_Directions for this task_
Restate each line of the listing exactly, without carrying over any pictures.

● ● ●

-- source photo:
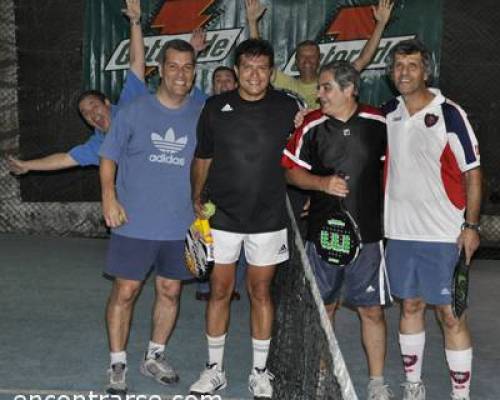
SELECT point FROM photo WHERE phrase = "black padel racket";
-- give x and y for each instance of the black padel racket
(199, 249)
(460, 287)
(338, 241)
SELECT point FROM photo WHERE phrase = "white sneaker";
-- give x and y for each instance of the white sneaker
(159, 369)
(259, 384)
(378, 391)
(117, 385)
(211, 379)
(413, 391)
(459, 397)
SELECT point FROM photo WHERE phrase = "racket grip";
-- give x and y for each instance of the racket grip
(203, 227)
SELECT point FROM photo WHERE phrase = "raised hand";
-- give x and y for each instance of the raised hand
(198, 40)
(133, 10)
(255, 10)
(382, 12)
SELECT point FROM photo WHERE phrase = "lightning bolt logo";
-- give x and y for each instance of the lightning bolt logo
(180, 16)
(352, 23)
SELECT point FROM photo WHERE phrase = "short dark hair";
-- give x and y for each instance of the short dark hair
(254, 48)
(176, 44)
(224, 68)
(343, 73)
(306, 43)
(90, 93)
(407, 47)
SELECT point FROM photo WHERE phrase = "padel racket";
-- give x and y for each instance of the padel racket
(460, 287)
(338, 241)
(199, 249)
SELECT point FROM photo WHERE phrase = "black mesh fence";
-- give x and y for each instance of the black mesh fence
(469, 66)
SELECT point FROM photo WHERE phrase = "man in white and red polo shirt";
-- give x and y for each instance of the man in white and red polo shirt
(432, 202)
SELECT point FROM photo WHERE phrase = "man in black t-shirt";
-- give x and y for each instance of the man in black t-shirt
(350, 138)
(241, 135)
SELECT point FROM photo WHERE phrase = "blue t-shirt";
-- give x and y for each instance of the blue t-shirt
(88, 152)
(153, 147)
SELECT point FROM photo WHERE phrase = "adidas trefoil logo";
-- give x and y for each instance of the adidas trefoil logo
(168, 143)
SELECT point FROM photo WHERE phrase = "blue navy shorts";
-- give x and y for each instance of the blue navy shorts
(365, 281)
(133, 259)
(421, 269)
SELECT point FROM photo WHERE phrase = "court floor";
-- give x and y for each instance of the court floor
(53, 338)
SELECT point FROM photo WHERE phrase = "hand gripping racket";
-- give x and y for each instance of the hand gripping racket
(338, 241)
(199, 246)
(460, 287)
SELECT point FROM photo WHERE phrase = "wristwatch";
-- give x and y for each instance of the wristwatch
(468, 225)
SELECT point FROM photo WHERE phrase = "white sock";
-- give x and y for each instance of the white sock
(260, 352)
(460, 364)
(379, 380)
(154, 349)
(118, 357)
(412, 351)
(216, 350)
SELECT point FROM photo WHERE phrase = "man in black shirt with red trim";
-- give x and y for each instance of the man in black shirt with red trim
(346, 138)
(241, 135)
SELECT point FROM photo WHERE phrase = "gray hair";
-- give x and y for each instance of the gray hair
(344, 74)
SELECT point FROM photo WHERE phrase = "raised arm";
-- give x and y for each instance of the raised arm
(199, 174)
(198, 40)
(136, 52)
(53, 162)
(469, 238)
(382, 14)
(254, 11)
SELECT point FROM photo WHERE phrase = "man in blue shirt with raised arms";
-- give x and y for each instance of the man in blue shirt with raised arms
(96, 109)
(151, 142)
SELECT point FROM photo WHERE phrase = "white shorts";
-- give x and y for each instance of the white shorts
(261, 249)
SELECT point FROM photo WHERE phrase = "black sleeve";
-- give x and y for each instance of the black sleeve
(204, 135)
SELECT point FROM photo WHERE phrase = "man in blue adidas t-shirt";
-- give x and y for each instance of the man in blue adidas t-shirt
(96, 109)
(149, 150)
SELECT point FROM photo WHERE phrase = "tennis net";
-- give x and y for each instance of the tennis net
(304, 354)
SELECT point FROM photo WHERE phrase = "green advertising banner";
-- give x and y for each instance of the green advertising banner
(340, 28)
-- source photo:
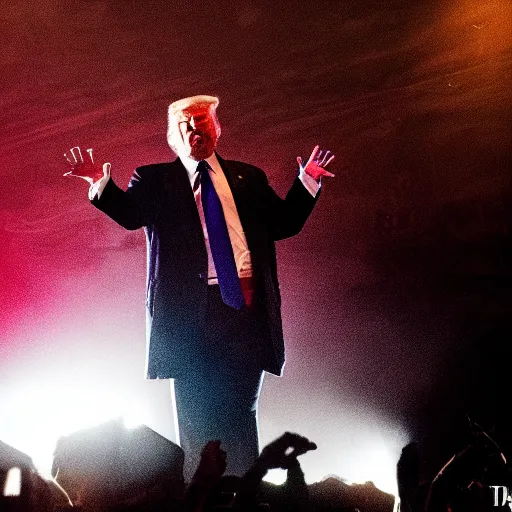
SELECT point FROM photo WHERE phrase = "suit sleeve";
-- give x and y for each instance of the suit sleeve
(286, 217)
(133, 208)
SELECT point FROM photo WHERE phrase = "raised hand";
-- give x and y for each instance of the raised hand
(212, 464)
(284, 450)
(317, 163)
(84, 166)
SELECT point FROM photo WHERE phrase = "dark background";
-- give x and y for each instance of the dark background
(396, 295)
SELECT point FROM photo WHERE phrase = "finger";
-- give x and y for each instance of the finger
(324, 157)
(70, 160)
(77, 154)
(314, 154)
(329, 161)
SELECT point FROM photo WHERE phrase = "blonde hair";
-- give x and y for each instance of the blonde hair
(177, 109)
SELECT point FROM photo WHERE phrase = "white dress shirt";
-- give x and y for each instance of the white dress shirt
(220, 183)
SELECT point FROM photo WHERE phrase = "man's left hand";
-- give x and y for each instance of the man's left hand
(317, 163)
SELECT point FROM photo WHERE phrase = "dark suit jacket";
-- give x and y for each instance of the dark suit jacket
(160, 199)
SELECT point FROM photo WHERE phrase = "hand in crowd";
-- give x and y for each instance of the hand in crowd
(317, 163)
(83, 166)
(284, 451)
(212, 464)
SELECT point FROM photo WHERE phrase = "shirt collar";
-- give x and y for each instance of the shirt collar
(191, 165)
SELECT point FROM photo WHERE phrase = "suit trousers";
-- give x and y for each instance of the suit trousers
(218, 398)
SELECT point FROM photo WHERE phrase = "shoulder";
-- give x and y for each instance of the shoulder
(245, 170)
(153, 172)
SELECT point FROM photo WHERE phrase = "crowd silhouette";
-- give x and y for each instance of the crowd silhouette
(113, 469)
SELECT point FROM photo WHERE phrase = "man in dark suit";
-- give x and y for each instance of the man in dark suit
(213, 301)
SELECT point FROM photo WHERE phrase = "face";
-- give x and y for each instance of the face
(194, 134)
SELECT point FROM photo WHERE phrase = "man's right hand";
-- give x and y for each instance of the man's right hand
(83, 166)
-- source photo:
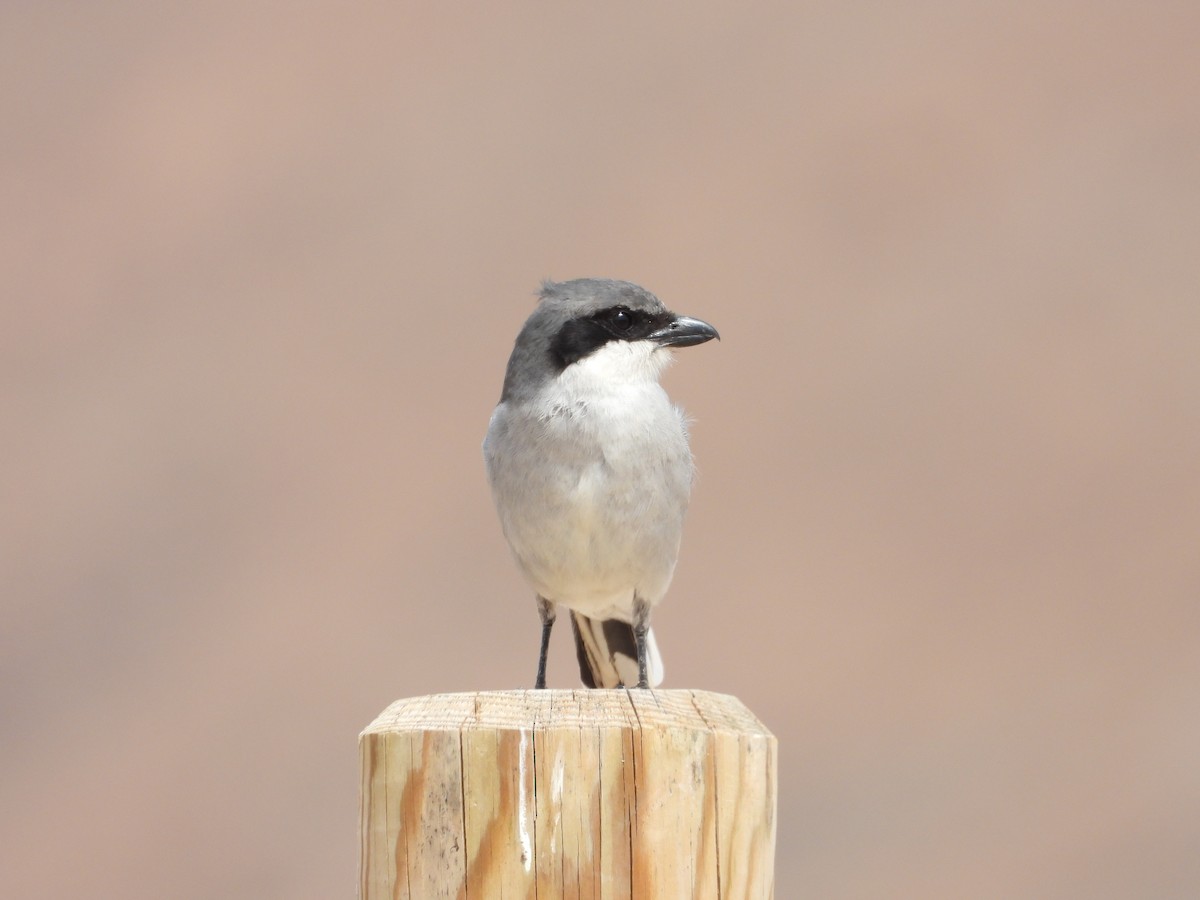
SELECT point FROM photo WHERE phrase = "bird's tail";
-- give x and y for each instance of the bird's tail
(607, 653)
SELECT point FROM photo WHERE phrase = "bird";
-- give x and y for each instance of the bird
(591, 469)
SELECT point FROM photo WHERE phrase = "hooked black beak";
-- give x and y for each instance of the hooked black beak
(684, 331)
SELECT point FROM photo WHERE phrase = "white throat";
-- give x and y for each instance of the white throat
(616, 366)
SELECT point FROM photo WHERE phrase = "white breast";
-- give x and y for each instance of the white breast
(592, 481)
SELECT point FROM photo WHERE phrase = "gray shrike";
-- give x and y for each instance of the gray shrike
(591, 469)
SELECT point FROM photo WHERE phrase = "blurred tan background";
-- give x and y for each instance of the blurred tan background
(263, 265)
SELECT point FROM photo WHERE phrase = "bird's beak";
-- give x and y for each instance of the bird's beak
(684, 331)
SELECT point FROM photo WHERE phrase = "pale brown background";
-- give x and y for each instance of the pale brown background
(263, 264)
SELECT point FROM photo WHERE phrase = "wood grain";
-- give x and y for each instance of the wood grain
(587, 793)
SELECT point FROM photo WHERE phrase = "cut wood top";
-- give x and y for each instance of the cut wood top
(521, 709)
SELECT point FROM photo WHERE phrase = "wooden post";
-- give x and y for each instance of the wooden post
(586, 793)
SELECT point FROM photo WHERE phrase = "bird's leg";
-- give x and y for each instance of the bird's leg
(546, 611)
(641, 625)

● ● ●

_Written solution_
-- source photo:
SELECT point FROM photo WHERE phrase = "black padel racket";
-- give x and y for each instance of the black padel racket
(199, 249)
(460, 287)
(338, 241)
SELECT point FROM photo WHERE phrase = "white sneaker";
-- give x and y for each instance of the white sneaker
(159, 369)
(259, 384)
(378, 391)
(117, 385)
(211, 379)
(413, 391)
(459, 397)
SELECT point FROM photo WHERE phrase = "racket grip";
-- give x and y for each instance of the racket grip
(203, 227)
SELECT point FROM photo WHERE phrase = "raised hand";
-- give x and y for each instance of the raised hand
(198, 40)
(133, 10)
(255, 10)
(382, 12)
SELECT point FROM photo WHERE phrase = "lightning bolt logo";
-- give x and y for each instance of the lightning bolt logo
(180, 16)
(352, 23)
SELECT point FROM photo WHERE phrase = "short dark hair";
-- give x and y for each instance of the short dark hair
(254, 48)
(176, 44)
(224, 68)
(343, 73)
(306, 43)
(90, 93)
(407, 47)
SELECT point FROM photo WHERE phrase = "padel racket";
-- give x and y for each instance of the padel racket
(460, 287)
(338, 241)
(199, 249)
SELECT point FROM photo WHERE phrase = "black mesh fence";
-- give x and y for each instance of the black mesh fence
(469, 66)
SELECT point FROM photo WHERE phrase = "man in white and red polo shirt";
-- give x and y for each instance of the man in white and red polo shirt
(432, 202)
SELECT point FROM photo WHERE phrase = "man in black t-shirt";
-- give x and y for each instance of the man in black t-shirt
(350, 138)
(241, 135)
SELECT point FROM photo WHERE phrase = "blue t-shirt";
-- give x and y for each instance of the blue t-shirt
(88, 152)
(153, 147)
SELECT point FROM photo WHERE phrase = "adidas trefoil logo";
-- give x and y for each instance of the adidas trefoil logo
(168, 143)
SELECT point FROM photo WHERE phrase = "blue navy shorts";
-- give x and y for each instance of the blue navy shorts
(365, 281)
(133, 259)
(421, 269)
SELECT point FROM photo WHERE phrase = "court floor";
-- give x and y for each instance of the court floor
(53, 338)
SELECT point FROM photo WHERE phrase = "hand gripping racket";
-- give x and y for each instance of the hand gripping racket
(338, 241)
(199, 246)
(460, 287)
SELECT point FROM photo WHERE phrase = "wristwatch";
-- give x and y for each instance of the wristwatch
(468, 225)
SELECT point FROM photo WHERE phrase = "white sock";
-- give x and y for each instance of the white sock
(260, 352)
(460, 364)
(379, 380)
(154, 349)
(118, 357)
(412, 351)
(216, 350)
SELECT point FROM photo WHERE phrase = "man in black shirt with red trim";
-- give x and y for each instance of the man in black shirt with red trim
(346, 138)
(241, 135)
SELECT point FROM photo WHERE phrase = "gray hair";
-- give x and y for each instance of the gray hair
(344, 74)
SELECT point FROM photo WHERE phrase = "raised arm";
-- give x and y for each instance of the raised arm
(199, 174)
(198, 40)
(136, 52)
(53, 162)
(469, 238)
(382, 14)
(254, 11)
SELECT point FROM photo WHERE phrase = "man in blue shirt with raised arms";
-- give x and y for each instance of the man in blue shirt with raised arms
(96, 109)
(151, 142)
SELECT point FROM photo WHERE phrase = "white shorts";
-- give x and y for each instance of the white shorts
(261, 249)
SELECT point FROM photo WHERE phrase = "black sleeve";
-- give x and y for each instance of the black sleeve
(204, 135)
SELECT point FROM photo WHERE phrase = "man in blue adidas t-shirt";
-- give x and y for each instance of the man in blue adidas t-shirt
(96, 109)
(149, 150)
SELECT point FROM photo WHERE phrase = "tennis net";
-- give x and y for each instance of the tennis net
(304, 354)
SELECT point FROM photo WHERE phrase = "green advertising banner";
-- give x and y for each instance of the green advertising banner
(340, 28)
-- source photo:
SELECT point FROM photo WHERE phrase = "suit sleeve";
-- give x and y for each instance of the suit sleeve
(286, 217)
(133, 208)
SELECT point FROM photo WHERE phrase = "raised hand";
-- give x and y for each instance of the raised hand
(212, 464)
(284, 450)
(317, 163)
(84, 166)
SELECT point FROM photo WHERE phrase = "dark background";
-- give x and y for each instance of the dark background
(396, 295)
SELECT point FROM photo WHERE phrase = "finger";
-- give x and y for each instance of the finger
(324, 157)
(70, 160)
(77, 154)
(314, 154)
(329, 161)
SELECT point FROM photo WHERE phrase = "blonde hair";
-- give x and y for each instance of the blonde hair
(177, 109)
SELECT point FROM photo WHERE phrase = "white dress shirt";
-- give x and y for each instance of the white dress shirt
(220, 183)
SELECT point FROM photo WHERE phrase = "man's left hand";
-- give x and y for each instance of the man's left hand
(317, 163)
SELECT point FROM photo WHERE phrase = "dark suit jacket";
-- give x and y for each instance of the dark suit jacket
(160, 199)
SELECT point FROM photo WHERE phrase = "hand in crowd";
-- give x and y for each instance of the hand in crowd
(317, 163)
(83, 166)
(284, 451)
(212, 464)
SELECT point FROM photo WHERE phrase = "shirt collar";
-- give x and y for each instance of the shirt collar
(191, 165)
SELECT point FROM photo WHERE phrase = "suit trousers";
-- give x and y for each instance of the suit trousers
(218, 398)
SELECT point FROM photo WHERE phrase = "shoulder";
-- give x and y for each instance of the shoulder
(245, 170)
(153, 172)
SELECT point FROM photo WHERE phrase = "crowd silhouette";
-- give x and y for each instance of the crowd silhouette
(113, 469)
SELECT point FROM photo WHERE phrase = "man in dark suit";
-- give x and y for each instance of the man in dark suit
(213, 301)
SELECT point FROM photo WHERE phrase = "face";
-- give x and y for each instance of the face
(194, 134)
SELECT point FROM photo WHERE phrase = "man's right hand";
-- give x and y for each instance of the man's right hand
(83, 166)
-- source photo:
SELECT point FROM photo WHERE phrase = "bird's tail";
-- give x and y for each instance of the bird's tail
(607, 653)
SELECT point FROM photo WHERE phrase = "bird";
-- give x and y for each instance of the bird
(591, 469)
SELECT point FROM photo WHERE phrase = "hooked black beak";
-- give x and y for each instance of the hooked black beak
(684, 331)
SELECT point FROM photo WHERE phrase = "white throat";
-- give x and y for each instance of the white throat
(616, 366)
SELECT point FROM photo WHERE phrase = "white breast";
-- give x and y for each instance of the white breast
(592, 481)
SELECT point FROM photo WHERE phrase = "gray shrike";
-- give x and y for each instance of the gray shrike
(591, 469)
SELECT point FROM photo WHERE phrase = "blurred tan background";
-- give x and y for each instance of the blurred tan background
(263, 265)
SELECT point FROM photo WHERE phrase = "bird's beak";
-- give x and y for each instance of the bird's beak
(684, 331)
SELECT point FROM photo WHERE phrase = "pale brown background";
-- give x and y for each instance of the pale brown background
(263, 264)
SELECT point FROM photo WHERE phrase = "wood grain";
-- give x and y for each instance of the wood grain
(587, 793)
SELECT point FROM photo WHERE phrase = "cut wood top";
-- give x and y for each instance of the cut wood top
(521, 709)
SELECT point FROM photo WHERE phrase = "wooden post";
-- give x and y for each instance of the wooden post
(586, 793)
SELECT point FROM photo WHERE phrase = "bird's leg";
-- give x and y for each instance of the bird's leg
(546, 611)
(641, 625)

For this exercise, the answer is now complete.